WHAT THE TASK REQUIRES >> In the records below, please retype word for word every line from the one containing "Set-play tagging: locate each instance of the grass field" through the final one, both included, and nothing else.

ENTRIES PROVIDED >>
------------------------------

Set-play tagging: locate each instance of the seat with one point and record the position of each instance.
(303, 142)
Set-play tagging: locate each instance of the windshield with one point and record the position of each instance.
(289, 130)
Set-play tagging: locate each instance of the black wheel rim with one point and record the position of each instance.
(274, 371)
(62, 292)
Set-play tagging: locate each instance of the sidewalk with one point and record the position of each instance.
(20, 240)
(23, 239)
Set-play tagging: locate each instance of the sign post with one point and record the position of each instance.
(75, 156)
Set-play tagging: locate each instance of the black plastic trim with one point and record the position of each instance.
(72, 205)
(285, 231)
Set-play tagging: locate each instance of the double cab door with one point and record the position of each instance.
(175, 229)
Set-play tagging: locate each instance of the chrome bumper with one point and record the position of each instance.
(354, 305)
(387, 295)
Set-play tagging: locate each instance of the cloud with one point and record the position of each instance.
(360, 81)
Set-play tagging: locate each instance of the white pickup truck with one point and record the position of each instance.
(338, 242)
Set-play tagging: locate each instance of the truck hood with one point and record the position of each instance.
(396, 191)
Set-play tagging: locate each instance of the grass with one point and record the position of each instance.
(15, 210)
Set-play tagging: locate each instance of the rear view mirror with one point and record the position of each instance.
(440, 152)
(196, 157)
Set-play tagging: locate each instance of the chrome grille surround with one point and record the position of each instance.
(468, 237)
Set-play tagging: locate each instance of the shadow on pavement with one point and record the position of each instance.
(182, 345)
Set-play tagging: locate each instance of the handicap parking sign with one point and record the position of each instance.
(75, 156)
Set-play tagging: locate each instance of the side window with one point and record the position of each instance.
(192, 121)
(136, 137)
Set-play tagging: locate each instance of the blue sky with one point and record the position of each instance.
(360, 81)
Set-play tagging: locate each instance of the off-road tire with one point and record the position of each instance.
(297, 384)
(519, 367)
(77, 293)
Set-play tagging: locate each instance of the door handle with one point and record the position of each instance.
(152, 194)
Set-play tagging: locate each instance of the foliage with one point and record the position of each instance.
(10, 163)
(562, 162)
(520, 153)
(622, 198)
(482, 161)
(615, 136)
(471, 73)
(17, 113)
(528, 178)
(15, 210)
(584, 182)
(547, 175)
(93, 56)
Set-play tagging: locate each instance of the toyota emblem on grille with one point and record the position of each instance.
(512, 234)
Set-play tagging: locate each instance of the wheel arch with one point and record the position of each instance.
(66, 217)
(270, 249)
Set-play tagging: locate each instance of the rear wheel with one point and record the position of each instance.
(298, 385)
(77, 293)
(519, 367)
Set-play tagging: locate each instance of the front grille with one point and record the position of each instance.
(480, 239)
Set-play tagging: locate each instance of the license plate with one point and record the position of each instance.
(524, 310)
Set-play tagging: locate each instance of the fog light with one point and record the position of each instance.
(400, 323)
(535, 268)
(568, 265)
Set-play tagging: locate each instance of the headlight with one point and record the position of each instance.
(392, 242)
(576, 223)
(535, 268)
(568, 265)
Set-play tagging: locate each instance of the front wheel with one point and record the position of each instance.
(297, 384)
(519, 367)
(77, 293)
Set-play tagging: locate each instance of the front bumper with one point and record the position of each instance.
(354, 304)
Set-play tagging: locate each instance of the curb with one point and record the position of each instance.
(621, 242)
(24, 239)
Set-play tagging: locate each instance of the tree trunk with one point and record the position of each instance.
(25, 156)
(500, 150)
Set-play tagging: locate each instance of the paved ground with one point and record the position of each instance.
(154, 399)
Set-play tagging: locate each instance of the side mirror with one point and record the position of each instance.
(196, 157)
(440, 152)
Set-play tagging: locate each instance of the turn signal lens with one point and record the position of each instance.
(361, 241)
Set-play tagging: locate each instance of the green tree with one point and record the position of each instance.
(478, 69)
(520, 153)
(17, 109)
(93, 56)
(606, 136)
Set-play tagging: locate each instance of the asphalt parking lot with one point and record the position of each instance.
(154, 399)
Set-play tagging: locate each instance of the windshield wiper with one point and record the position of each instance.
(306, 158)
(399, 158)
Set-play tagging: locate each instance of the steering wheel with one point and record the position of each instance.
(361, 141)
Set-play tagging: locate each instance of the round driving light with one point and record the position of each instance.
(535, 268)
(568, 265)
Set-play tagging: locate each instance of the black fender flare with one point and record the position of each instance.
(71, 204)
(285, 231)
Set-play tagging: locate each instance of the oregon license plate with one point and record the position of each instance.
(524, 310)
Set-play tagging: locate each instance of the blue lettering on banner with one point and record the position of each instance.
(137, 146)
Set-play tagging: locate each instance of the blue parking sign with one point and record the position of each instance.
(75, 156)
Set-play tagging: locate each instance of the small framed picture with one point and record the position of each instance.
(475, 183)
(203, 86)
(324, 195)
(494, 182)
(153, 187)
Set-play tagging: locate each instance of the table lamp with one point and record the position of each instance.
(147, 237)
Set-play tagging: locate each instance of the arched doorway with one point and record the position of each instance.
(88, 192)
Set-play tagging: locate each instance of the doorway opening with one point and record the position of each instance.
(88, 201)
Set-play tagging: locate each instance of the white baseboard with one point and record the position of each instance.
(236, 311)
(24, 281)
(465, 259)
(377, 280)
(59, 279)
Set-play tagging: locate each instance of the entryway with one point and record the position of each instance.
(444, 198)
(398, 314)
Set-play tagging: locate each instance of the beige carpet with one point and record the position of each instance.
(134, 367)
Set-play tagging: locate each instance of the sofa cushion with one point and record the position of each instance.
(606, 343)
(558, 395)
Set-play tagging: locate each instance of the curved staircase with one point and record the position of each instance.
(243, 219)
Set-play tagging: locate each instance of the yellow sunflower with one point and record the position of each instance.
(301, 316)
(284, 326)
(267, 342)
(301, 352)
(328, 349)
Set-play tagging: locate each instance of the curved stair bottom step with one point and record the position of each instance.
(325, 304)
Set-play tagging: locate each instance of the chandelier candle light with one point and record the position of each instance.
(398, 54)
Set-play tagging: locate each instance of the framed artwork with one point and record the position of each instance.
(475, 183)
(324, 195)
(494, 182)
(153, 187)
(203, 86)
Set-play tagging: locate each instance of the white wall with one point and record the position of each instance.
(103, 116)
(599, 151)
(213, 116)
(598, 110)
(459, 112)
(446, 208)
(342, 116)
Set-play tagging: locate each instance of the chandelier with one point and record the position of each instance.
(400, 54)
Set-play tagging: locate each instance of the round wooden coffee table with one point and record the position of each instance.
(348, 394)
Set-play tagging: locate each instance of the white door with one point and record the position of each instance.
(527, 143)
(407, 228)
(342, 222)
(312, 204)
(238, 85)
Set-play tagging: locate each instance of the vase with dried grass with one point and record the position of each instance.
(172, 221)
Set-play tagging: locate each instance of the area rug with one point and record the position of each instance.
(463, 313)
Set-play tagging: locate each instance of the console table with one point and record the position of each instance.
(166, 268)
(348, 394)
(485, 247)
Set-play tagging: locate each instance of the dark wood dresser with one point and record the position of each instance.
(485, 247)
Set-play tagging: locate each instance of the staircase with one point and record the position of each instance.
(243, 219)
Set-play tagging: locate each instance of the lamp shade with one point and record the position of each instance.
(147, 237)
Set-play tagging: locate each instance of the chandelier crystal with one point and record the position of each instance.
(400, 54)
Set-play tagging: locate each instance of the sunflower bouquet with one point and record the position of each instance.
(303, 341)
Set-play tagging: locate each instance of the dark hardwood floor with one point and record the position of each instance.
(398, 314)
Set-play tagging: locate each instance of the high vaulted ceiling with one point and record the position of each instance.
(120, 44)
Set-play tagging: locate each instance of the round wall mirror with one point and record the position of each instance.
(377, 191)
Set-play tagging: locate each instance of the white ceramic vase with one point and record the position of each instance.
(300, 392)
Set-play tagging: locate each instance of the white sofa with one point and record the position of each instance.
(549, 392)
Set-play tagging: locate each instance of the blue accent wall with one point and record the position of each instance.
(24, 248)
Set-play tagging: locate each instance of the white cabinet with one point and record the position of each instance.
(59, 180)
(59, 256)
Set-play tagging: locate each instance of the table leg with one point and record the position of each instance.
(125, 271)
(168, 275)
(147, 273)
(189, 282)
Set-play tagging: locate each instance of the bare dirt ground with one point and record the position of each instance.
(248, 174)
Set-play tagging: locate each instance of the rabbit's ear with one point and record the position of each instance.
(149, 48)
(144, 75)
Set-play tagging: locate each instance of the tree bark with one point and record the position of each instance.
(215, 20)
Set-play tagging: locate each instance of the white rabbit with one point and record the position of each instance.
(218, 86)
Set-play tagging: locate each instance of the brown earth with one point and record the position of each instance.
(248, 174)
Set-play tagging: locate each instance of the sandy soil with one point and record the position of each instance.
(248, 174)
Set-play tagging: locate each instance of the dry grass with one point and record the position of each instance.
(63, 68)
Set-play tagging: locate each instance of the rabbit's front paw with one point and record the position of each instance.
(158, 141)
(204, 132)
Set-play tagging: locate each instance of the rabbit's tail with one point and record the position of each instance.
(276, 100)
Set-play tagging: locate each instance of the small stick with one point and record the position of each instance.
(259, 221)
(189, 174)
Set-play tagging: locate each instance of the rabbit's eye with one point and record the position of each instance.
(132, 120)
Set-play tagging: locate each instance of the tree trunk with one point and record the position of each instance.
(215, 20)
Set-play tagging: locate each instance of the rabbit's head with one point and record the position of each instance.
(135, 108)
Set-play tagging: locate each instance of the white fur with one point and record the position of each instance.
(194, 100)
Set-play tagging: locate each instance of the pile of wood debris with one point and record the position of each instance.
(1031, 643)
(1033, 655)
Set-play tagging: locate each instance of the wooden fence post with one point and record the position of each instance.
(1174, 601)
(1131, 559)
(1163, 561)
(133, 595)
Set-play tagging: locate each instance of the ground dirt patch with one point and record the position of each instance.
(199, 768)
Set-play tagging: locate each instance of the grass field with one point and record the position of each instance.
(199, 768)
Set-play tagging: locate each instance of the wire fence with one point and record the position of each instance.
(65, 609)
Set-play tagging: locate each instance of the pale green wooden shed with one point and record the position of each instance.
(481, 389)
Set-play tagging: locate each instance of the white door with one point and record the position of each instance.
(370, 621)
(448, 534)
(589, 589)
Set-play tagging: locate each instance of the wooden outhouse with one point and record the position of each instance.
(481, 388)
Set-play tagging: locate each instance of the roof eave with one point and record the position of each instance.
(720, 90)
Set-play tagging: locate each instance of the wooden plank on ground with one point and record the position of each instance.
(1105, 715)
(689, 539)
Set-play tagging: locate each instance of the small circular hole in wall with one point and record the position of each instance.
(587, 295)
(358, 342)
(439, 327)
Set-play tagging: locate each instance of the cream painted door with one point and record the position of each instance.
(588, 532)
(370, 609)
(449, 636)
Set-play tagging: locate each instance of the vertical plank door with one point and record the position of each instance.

------------------------------

REPLY TO THE EXERCISE >>
Set-play tagging: locate each instance of the grass field with one point and record the position of each instance.
(199, 768)
Set-play tagging: locate each instance of the wire fence with one point and record the position of each instance.
(65, 609)
Set-play tagging: locate each instance of the pale green wooden shed with one point and record the position of each instance.
(481, 389)
Set-play tagging: locate each instance of the white door with one point and record the position of each instance.
(370, 621)
(448, 534)
(589, 589)
Set-play tagging: locate each instance of the wooden outhouse with one point and record the position of each instance.
(481, 388)
Set-play tagging: locate each instance of the roof eave with one point and record the position of each instance.
(720, 90)
Set-play tagging: locate each instance of the wooden plank on ground with one point and record the position of each instance.
(1105, 715)
(689, 539)
Set-play tagging: locate each instance of the small circular hole in wall with one point and record the position of each instance.
(587, 295)
(358, 342)
(439, 327)
Set-play tagging: locate each instance of the cream painted door with one point and record the position of each instance.
(588, 532)
(370, 609)
(449, 636)
Set-play tagging: locate each instance of the vertical plank door with one point and record the position of each instance.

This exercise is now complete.